# ENTRIES SUPPLIED:

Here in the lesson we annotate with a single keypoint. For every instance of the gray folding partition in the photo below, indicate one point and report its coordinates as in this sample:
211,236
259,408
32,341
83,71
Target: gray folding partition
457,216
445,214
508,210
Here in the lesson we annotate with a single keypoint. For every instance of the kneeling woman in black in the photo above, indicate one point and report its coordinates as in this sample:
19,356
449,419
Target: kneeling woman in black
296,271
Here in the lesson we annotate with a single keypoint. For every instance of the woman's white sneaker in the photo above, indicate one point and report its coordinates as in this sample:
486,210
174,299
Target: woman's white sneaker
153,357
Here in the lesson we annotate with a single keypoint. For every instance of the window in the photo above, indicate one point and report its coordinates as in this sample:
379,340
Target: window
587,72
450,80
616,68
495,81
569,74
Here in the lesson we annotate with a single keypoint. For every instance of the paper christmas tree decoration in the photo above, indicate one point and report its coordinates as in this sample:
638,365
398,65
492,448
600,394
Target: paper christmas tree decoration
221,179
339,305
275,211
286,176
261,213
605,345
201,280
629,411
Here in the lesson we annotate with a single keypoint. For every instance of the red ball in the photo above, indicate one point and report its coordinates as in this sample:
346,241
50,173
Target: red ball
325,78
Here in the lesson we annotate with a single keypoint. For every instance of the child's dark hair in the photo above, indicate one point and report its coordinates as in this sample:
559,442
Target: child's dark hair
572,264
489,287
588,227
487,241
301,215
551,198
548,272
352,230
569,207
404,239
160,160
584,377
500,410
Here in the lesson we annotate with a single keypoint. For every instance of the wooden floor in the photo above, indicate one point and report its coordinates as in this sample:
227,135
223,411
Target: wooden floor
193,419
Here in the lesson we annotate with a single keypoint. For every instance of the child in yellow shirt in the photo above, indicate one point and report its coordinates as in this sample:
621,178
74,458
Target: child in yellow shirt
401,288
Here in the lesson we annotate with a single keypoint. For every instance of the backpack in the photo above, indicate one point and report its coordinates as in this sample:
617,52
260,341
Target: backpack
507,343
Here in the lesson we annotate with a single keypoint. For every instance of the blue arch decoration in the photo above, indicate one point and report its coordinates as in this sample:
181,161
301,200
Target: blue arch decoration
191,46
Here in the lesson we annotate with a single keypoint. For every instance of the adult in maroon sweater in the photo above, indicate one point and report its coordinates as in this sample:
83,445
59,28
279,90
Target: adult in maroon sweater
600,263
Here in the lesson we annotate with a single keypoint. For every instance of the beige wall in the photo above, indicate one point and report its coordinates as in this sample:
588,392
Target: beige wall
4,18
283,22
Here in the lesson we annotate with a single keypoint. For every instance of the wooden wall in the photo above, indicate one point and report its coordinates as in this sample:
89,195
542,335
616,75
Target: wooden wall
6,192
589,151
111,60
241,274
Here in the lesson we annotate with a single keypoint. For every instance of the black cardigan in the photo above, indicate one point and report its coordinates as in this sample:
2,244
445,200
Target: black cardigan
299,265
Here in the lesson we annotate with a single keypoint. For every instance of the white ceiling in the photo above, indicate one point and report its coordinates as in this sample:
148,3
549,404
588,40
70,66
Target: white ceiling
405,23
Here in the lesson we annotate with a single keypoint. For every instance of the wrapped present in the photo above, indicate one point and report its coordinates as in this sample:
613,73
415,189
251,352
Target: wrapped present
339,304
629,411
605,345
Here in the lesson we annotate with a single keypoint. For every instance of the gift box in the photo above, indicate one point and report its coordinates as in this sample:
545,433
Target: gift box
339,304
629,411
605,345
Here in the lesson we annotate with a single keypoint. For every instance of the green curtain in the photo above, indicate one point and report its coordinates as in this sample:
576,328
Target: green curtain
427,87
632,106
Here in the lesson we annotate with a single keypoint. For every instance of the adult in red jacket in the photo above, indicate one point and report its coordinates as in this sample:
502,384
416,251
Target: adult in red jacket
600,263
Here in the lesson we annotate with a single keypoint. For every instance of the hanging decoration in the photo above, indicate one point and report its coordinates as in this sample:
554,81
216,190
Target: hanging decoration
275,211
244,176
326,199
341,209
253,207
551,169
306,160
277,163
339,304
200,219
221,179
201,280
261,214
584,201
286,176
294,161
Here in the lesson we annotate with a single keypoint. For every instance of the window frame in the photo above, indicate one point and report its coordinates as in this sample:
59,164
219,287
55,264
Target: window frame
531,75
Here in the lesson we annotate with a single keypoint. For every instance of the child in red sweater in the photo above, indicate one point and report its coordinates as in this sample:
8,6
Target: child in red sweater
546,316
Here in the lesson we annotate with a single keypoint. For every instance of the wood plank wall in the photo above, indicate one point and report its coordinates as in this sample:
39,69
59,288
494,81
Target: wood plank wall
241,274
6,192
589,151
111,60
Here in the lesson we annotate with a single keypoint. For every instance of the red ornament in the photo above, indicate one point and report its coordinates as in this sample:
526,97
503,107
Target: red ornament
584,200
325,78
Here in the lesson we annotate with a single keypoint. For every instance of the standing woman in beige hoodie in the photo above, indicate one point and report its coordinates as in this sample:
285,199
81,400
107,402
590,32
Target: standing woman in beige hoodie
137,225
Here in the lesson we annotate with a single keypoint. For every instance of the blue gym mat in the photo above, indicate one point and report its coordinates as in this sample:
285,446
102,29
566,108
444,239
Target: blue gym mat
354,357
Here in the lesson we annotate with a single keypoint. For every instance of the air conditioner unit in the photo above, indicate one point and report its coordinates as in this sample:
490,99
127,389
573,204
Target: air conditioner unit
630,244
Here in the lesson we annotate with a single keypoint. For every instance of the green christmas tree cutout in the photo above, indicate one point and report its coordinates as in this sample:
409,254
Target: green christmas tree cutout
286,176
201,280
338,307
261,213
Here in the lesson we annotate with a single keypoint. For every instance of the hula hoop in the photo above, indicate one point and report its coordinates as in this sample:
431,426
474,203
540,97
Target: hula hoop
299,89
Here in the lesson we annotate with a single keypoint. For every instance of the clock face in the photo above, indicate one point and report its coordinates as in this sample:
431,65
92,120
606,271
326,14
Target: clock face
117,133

* * *

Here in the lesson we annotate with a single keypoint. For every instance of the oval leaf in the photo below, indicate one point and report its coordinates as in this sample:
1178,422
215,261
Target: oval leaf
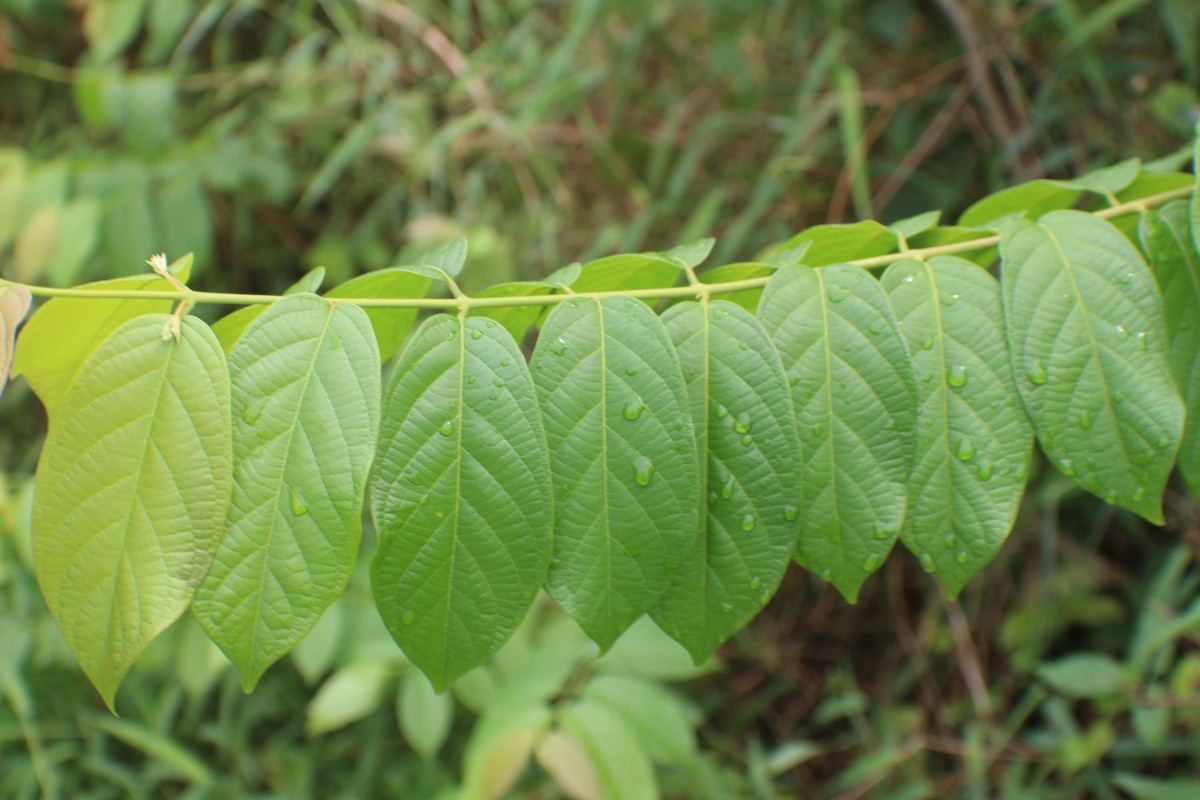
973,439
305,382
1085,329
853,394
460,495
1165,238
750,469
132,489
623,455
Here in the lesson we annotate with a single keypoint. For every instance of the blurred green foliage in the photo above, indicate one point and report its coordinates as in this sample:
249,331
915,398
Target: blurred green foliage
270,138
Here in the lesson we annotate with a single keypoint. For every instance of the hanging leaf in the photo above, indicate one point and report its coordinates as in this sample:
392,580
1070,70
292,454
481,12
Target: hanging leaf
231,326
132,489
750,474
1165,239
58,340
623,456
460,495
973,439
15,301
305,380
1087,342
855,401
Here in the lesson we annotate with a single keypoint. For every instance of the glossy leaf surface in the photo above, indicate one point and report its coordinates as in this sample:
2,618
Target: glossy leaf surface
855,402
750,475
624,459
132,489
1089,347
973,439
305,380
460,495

---

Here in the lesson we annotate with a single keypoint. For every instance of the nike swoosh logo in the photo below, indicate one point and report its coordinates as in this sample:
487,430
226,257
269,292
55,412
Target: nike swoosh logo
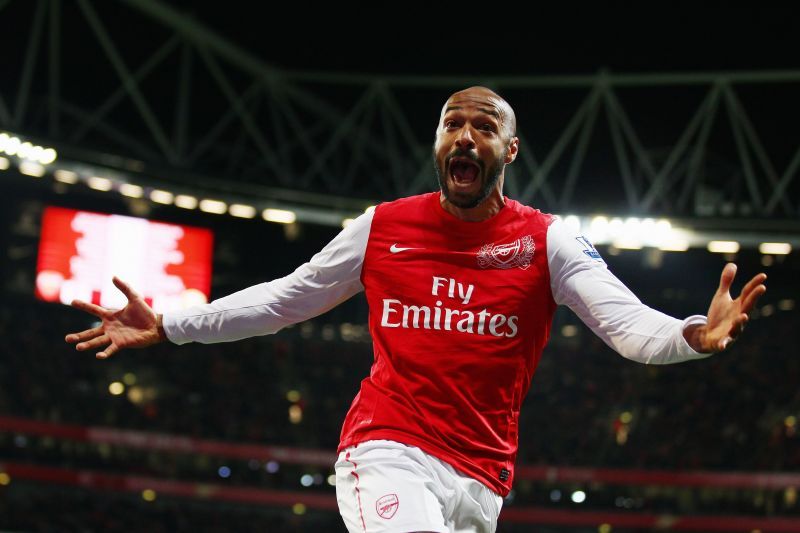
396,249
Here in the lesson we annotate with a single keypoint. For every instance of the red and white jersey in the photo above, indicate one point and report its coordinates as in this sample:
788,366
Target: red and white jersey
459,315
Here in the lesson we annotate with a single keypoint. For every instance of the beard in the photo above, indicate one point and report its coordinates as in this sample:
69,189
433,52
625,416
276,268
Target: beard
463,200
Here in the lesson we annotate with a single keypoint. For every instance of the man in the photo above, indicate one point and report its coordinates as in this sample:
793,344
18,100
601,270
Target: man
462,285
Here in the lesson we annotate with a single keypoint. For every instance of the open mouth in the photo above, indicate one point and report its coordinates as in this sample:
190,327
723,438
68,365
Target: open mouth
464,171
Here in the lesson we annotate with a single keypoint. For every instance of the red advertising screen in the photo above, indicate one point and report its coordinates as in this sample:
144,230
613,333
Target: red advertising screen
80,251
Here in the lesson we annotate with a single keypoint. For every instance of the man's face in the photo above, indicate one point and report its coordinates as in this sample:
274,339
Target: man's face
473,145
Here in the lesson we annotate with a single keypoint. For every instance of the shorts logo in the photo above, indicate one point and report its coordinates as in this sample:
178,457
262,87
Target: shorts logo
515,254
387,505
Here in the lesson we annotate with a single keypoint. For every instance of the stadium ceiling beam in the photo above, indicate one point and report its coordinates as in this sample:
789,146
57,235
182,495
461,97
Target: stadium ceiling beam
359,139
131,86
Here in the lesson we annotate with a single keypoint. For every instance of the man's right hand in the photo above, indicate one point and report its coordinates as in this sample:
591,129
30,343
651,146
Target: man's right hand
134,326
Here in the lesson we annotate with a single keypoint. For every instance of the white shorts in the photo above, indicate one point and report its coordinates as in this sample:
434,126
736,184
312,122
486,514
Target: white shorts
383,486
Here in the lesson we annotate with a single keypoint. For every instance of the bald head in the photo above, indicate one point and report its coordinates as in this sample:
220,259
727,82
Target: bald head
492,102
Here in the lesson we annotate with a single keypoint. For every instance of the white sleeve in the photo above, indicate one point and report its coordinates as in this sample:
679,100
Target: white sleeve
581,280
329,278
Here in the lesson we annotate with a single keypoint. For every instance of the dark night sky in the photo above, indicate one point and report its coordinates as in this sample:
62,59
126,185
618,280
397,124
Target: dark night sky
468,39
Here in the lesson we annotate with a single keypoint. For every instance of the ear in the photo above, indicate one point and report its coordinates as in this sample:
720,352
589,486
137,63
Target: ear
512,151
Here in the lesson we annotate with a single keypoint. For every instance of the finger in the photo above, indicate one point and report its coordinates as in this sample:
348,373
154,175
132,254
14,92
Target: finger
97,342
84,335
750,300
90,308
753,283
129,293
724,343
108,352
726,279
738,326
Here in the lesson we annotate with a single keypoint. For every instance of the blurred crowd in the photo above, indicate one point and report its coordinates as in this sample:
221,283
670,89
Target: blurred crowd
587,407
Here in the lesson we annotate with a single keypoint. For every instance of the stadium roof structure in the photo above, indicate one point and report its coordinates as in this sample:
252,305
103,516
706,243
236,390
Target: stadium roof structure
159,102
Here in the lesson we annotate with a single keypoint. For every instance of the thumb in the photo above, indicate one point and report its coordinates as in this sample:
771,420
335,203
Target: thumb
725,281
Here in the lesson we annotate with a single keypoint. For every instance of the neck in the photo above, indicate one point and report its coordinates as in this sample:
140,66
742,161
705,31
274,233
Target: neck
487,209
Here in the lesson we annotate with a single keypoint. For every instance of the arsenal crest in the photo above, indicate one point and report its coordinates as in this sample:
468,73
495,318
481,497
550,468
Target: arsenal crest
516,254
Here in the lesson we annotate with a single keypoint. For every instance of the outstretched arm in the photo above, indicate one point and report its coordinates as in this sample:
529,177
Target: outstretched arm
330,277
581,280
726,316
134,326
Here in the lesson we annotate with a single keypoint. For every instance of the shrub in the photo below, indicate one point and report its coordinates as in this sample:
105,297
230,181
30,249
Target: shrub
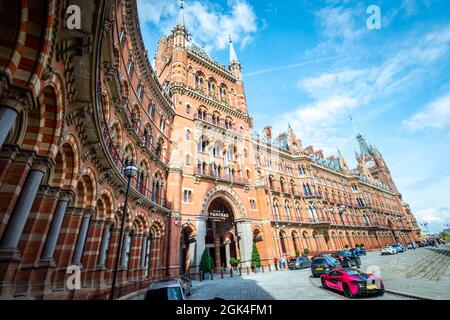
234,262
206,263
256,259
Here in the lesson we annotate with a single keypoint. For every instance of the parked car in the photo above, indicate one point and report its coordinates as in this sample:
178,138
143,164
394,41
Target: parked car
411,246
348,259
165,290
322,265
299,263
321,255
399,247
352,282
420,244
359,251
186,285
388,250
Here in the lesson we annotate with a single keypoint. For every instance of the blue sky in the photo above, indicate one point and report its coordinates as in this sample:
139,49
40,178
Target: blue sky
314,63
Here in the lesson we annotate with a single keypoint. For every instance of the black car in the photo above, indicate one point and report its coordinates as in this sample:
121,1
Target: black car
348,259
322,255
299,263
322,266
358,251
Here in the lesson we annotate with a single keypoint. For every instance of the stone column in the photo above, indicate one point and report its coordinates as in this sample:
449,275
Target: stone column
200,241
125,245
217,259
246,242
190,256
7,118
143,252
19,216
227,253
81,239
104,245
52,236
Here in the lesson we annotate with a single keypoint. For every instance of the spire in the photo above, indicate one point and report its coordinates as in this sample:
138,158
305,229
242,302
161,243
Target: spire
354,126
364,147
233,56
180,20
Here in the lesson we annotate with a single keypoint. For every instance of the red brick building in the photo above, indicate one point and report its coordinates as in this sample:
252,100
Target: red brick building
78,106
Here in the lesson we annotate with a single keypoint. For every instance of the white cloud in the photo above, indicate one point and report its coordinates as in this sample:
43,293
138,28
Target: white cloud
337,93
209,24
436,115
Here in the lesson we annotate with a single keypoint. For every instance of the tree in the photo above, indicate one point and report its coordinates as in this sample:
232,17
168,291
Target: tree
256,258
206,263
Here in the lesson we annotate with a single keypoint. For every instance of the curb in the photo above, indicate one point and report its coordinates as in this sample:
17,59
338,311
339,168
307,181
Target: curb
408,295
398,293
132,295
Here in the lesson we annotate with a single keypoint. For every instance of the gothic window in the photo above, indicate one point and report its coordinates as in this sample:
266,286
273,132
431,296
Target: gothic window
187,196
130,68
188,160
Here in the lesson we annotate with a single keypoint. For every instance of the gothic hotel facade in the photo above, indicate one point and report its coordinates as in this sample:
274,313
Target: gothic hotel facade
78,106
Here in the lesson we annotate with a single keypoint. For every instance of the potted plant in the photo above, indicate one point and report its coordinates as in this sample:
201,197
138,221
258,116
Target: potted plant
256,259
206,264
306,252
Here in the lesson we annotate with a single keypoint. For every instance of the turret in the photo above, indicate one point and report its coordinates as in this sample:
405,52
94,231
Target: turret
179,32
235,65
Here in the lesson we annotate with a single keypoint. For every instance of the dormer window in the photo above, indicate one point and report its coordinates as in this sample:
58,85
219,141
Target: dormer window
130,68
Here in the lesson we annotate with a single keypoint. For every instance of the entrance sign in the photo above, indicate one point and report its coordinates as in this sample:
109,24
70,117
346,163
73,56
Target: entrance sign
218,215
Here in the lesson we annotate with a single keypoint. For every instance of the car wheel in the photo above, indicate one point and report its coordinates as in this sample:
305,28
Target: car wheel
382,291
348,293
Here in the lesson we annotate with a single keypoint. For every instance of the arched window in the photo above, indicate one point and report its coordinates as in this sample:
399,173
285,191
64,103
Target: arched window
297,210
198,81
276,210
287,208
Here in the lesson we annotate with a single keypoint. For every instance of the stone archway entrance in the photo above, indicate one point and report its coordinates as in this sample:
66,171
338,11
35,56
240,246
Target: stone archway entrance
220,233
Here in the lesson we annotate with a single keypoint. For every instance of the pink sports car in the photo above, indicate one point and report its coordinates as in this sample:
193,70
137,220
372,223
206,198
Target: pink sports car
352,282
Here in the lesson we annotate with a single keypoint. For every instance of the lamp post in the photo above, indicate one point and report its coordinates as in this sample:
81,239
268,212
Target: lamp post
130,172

# TASK STATEMENT:
Count the lines in the records that contain the string "ball" and give only that number.

# EXERCISE RESULT:
2